* What to produce
Please lay out the lines from the one with "Look at the photo above. Which pixel sits on the scoreboard?" up to and including the one with "pixel 341 442" as a two-column CSV with the headers text and answer. Give each row one line's text and its answer, each in a single quoted field, with any line breaks replaced by spaces.

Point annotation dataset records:
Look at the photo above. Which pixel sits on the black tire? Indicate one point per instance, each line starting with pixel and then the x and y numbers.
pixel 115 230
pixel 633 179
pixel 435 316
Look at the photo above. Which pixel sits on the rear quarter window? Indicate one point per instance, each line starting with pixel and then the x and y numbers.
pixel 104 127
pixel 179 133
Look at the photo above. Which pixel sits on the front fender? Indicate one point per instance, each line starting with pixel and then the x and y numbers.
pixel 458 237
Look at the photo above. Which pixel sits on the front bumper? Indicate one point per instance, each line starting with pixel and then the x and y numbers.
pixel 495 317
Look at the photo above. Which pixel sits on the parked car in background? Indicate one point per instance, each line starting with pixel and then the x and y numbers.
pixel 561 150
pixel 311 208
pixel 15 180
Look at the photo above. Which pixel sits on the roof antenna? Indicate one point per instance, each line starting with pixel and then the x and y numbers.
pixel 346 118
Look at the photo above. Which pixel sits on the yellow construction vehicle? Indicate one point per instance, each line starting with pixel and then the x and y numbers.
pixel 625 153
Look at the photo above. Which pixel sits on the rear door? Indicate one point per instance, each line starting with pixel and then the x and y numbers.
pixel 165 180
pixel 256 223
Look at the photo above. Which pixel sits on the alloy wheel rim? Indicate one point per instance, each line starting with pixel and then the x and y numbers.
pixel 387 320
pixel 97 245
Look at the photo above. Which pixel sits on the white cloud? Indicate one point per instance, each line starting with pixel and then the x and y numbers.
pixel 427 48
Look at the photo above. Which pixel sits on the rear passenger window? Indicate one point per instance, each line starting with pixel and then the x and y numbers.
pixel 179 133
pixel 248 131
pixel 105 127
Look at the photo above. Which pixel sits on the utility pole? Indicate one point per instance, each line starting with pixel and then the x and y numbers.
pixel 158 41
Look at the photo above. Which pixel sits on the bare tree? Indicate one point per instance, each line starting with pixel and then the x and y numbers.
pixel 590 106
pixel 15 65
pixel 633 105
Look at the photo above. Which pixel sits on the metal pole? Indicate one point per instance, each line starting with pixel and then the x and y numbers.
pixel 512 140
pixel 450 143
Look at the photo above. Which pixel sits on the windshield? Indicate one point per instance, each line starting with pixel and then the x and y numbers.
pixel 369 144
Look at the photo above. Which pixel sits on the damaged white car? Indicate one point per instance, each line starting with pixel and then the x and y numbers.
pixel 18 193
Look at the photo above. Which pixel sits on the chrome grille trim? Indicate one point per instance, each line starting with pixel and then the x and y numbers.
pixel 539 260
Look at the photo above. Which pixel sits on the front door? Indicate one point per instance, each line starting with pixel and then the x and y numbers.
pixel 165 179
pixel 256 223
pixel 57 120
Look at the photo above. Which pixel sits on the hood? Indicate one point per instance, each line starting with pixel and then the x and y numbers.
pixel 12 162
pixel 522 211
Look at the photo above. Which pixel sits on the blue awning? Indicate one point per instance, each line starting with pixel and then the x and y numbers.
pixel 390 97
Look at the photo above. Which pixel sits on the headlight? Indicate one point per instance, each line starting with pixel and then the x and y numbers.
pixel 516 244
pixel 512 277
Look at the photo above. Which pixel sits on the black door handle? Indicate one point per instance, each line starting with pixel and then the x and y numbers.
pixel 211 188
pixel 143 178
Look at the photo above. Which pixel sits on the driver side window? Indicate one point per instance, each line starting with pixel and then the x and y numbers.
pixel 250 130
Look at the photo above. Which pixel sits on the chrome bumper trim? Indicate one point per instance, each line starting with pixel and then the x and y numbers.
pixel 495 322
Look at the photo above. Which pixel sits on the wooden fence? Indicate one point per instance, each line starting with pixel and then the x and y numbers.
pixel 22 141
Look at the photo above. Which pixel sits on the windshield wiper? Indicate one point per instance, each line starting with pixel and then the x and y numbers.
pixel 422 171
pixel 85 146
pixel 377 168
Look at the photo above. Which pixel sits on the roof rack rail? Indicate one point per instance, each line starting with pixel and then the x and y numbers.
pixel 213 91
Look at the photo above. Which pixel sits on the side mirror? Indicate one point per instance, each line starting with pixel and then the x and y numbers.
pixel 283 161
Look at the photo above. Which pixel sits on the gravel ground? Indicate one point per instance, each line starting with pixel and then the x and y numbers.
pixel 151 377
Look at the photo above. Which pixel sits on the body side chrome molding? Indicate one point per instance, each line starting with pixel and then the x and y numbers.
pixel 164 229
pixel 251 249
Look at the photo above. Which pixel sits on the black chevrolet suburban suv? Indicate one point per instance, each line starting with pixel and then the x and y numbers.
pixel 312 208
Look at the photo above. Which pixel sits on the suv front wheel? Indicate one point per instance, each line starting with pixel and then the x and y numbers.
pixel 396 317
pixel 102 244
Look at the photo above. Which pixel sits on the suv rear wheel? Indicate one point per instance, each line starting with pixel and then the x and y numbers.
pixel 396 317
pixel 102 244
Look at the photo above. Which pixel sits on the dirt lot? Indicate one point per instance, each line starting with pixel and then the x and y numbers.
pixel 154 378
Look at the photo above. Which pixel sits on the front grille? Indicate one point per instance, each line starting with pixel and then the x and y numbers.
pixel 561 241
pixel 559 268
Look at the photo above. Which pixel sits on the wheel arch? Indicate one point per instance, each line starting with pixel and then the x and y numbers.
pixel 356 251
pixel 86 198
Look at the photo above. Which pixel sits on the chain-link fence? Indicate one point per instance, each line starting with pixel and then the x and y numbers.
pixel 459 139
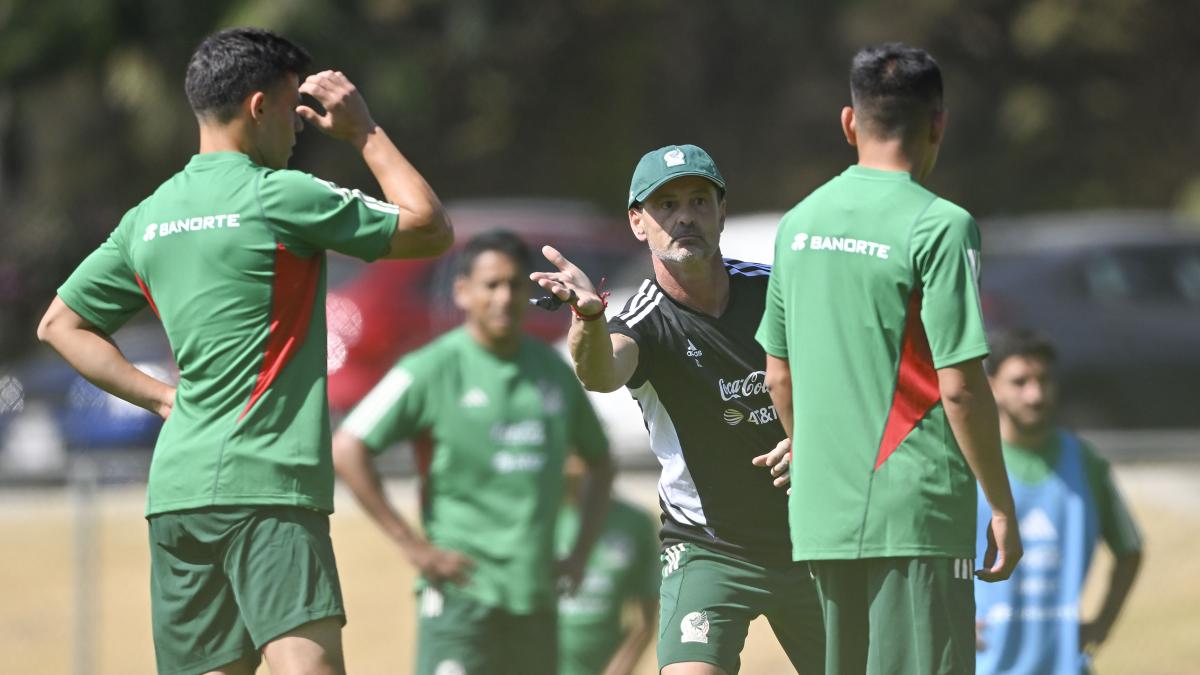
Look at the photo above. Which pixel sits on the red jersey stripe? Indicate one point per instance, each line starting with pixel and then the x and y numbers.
pixel 917 389
pixel 145 292
pixel 292 299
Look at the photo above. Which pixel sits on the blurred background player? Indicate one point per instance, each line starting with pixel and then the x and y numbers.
pixel 622 571
pixel 875 345
pixel 501 411
pixel 1066 501
pixel 684 347
pixel 231 255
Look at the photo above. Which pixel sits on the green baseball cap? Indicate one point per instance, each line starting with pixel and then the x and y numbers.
pixel 669 163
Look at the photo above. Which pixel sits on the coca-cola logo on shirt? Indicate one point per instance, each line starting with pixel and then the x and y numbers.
pixel 749 386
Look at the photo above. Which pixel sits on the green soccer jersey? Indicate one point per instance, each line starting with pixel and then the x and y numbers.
pixel 1035 465
pixel 231 257
pixel 501 430
pixel 624 565
pixel 874 288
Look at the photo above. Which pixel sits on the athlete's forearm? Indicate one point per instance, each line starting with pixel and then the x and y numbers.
pixel 355 467
pixel 599 363
pixel 593 507
pixel 971 412
pixel 97 358
pixel 423 227
pixel 1125 572
pixel 779 384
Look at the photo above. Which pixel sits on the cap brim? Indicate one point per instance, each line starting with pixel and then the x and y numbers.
pixel 649 190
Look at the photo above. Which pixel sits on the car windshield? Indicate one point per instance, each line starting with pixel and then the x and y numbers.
pixel 1156 274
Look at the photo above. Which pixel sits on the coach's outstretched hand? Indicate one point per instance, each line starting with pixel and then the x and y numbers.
pixel 778 461
pixel 442 565
pixel 569 284
pixel 1003 549
pixel 347 117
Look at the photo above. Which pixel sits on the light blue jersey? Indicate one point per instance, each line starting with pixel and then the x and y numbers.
pixel 1031 621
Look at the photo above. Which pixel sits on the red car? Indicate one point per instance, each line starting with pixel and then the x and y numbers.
pixel 379 311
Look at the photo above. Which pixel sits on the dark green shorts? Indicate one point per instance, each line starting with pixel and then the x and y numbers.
pixel 457 635
pixel 898 615
pixel 226 580
pixel 708 599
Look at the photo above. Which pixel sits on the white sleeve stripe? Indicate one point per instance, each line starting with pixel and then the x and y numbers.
pixel 364 418
pixel 643 296
pixel 633 322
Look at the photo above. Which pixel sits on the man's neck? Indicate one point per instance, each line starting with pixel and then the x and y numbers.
pixel 227 138
pixel 504 348
pixel 889 155
pixel 700 285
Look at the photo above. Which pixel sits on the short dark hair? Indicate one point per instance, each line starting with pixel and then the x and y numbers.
pixel 1018 342
pixel 233 64
pixel 499 240
pixel 893 85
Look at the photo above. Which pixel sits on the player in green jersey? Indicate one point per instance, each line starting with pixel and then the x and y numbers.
pixel 495 414
pixel 623 569
pixel 875 347
pixel 231 255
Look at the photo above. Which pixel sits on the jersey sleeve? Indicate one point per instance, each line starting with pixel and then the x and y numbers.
pixel 946 256
pixel 397 408
pixel 587 435
pixel 629 322
pixel 1117 526
pixel 772 332
pixel 649 566
pixel 103 290
pixel 313 215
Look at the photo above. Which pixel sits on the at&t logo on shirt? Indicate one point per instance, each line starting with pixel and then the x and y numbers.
pixel 844 244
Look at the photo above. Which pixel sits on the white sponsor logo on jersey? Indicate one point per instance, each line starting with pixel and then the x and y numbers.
pixel 694 627
pixel 505 461
pixel 845 244
pixel 749 386
pixel 1037 527
pixel 192 223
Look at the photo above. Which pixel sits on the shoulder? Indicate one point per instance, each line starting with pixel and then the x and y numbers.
pixel 743 269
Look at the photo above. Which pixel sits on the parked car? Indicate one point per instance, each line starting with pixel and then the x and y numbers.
pixel 1119 292
pixel 381 311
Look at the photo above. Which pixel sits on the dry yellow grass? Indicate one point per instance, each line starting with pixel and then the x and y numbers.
pixel 1156 635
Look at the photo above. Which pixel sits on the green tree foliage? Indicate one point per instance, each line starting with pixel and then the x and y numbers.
pixel 1054 103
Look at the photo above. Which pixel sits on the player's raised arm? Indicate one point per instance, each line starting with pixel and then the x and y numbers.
pixel 423 228
pixel 603 362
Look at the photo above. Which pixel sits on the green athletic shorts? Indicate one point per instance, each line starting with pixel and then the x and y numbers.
pixel 708 599
pixel 898 615
pixel 457 635
pixel 226 580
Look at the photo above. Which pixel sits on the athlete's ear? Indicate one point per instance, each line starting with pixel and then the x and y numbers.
pixel 635 222
pixel 850 125
pixel 256 105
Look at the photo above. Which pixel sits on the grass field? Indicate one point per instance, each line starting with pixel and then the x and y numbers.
pixel 1157 634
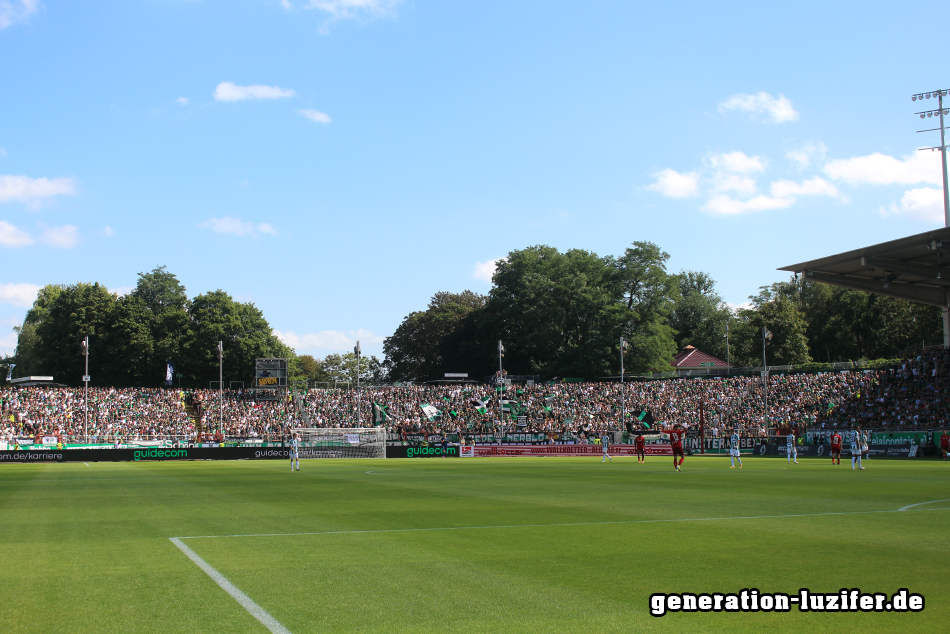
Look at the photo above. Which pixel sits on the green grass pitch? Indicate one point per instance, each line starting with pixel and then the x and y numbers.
pixel 516 544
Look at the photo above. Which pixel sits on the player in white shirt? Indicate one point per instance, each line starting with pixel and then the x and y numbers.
pixel 294 452
pixel 790 448
pixel 734 450
pixel 855 438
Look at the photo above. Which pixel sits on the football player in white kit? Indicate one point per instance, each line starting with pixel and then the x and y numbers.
pixel 855 438
pixel 734 449
pixel 790 448
pixel 294 452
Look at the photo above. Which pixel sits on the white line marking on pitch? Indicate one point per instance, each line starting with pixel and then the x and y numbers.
pixel 910 506
pixel 468 528
pixel 255 610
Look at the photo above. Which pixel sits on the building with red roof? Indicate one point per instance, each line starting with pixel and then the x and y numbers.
pixel 692 358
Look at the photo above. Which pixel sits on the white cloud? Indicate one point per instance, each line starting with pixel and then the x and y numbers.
pixel 315 115
pixel 22 294
pixel 233 226
pixel 329 340
pixel 733 183
pixel 121 290
pixel 673 184
pixel 804 155
pixel 343 9
pixel 226 91
pixel 738 162
pixel 64 237
pixel 723 205
pixel 484 270
pixel 8 343
pixel 880 169
pixel 925 203
pixel 778 109
pixel 816 186
pixel 33 190
pixel 13 11
pixel 11 236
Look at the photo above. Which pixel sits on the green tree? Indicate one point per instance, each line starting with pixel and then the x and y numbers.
pixel 434 341
pixel 341 368
pixel 246 336
pixel 558 313
pixel 700 315
pixel 76 311
pixel 648 294
pixel 27 356
pixel 166 302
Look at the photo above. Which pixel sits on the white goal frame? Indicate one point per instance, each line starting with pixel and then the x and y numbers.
pixel 338 442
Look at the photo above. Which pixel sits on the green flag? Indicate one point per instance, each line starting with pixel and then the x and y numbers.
pixel 380 413
pixel 431 412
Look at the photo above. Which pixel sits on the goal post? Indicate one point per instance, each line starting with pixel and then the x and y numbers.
pixel 342 442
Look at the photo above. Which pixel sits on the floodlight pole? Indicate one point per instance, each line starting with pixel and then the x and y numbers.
pixel 359 414
pixel 728 361
pixel 85 400
pixel 940 94
pixel 623 400
pixel 500 382
pixel 946 207
pixel 765 379
pixel 220 382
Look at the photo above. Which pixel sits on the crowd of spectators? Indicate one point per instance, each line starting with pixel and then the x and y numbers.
pixel 112 413
pixel 910 396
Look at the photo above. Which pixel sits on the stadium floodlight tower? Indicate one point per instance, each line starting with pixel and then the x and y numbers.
pixel 85 399
pixel 941 112
pixel 501 378
pixel 220 381
pixel 359 414
pixel 623 400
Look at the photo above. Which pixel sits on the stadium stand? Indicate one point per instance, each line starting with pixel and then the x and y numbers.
pixel 909 396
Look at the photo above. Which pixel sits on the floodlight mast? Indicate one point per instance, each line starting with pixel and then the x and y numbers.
pixel 623 400
pixel 85 400
pixel 940 112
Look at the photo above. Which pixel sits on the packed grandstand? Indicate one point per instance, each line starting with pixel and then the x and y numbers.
pixel 911 395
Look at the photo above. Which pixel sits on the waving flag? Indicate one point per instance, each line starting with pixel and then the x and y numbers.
pixel 481 405
pixel 380 413
pixel 431 412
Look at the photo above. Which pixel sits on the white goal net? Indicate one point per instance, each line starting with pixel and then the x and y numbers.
pixel 336 442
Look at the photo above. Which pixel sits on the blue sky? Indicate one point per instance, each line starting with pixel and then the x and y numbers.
pixel 339 161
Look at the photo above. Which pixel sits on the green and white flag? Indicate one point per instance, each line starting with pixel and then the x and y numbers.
pixel 430 412
pixel 481 405
pixel 512 407
pixel 380 413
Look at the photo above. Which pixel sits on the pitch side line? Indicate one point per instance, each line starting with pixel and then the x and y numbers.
pixel 246 602
pixel 469 528
pixel 910 506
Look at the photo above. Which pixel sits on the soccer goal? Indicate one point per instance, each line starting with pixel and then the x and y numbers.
pixel 337 442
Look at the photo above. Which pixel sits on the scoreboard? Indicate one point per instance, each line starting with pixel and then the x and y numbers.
pixel 270 373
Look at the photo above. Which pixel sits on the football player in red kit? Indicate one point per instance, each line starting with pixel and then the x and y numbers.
pixel 676 434
pixel 836 447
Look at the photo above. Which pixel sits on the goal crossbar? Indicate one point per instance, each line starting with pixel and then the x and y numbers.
pixel 341 442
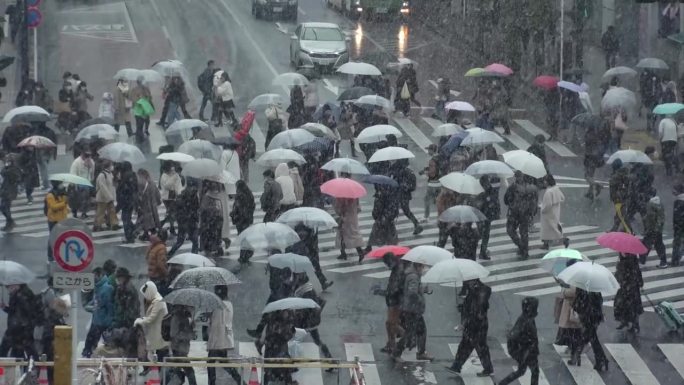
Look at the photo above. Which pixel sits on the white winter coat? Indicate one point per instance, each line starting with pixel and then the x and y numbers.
pixel 550 214
pixel 283 178
pixel 104 187
pixel 221 328
pixel 155 311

* Answer
text,answer
"Look at the photo above. Which pixel sits on the scoreboard? Indicate one point per instance, each line starting with pixel and then the x and y numbers.","pixel 270 373"
"Look at the photo above. Which pixel sits on the football player in red kit? Indicate one point per instance, each line starting with pixel and then the x and y numbers.","pixel 676 434 pixel 836 447"
"Look at the photo above. Which pixel sits on the goal crossbar? Indicate one point per instance, each line starting with pixel and then the x and y numbers.","pixel 341 442"